# AUFGABENTEXT:
________________________________________
Der niederländische Ministerpräsident Mark Rutte hat sich für die Praxis der Sklaverei seines Landes vor 150 Jahren entschuldigt. Geht das eigentlich?
«Jahrhundertelang haben der niederländische Staat und seine Vertreter die Sklaverei ermöglicht, gefördert, bewahrt und davon profitiert», sagte Rutte. Menschen seien zu «Handelsware» gemacht, ausgebeutet und missbraucht worden. Unter staatlicher Autorität sei die menschliche Würde auf grausamste Weise verletzt worden. «Dafür bitte ich im Namen der niederländischen Regierung um Entschuldigung.»
Dass diese Praktiken aus heutiger Sicht verächtlich sind, bedarf keiner Begründung. Sklaverei verträgt sich nicht mit unseren ethischen und rechtlichen Grundüberzeugungen. Aber kann sich ein Regierungschef im Namen seines Landes für Vorgänge «entschuldigen», die in einer völlig anderen Zeit stattgefunden haben? Zweifel sind angebracht.
Vergebung
Wer sich entschuldigt, muss Schuld auf sich geladen haben. Entsprechend ist der Gedanke schwierig, dass sich jemand für etwas entschuldigen sollte, das er gar nicht selbst, sondern einer seiner Vorgänger verursacht hat. Gerade in Deutschland ist diese Frage virulent. Kann man sich für die Vergehen der Väter und Grossväter entschuldigen? Ganz sicher nicht. Man kann um Vergebung der Opfer bitten, man kann beteuern, aus den Irrwegen der Väter und Grossväter die richtigen Schlüsse zu ziehen, aber man kann sich nicht für sie entschuldigen.
________________________________________
# ARBEITSAUFTRAG:
Geben Sie bitte einen Abschnitt des Aufgabentexts wortgetreu wieder: Setzen Sie bei den Worten „Dass diese Praktiken“ ein und hören Sie nach „Zweifel sind angebracht.“ auf. Stützen Sie sich ausschließlich auf den Aufgabentext.

# DATENSATZINHALT:
________________________________________
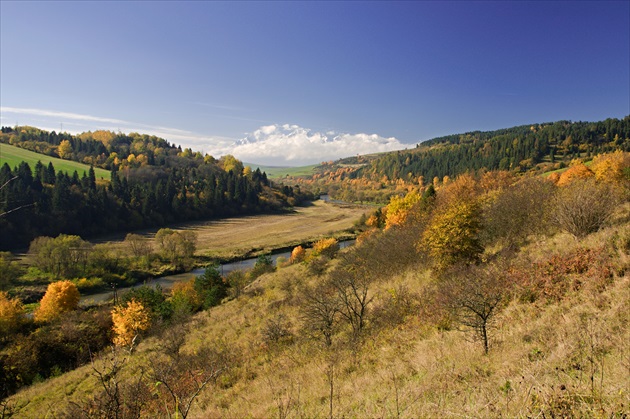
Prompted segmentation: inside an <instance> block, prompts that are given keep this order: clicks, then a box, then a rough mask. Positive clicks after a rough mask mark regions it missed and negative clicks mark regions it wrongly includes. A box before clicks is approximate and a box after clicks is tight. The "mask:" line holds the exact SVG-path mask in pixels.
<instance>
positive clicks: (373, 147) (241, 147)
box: [0, 107, 408, 166]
________________________________________
# LÖSUNG:
Dass diese Praktiken aus heutiger Sicht verächtlich sind, bedarf keiner Begründung. Sklaverei verträgt sich nicht mit unseren ethischen und rechtlichen Grundüberzeugungen. Aber kann sich ein Regierungschef im Namen seines Landes für Vorgänge «entschuldigen», die in einer völlig anderen Zeit stattgefunden haben? Zweifel sind angebracht.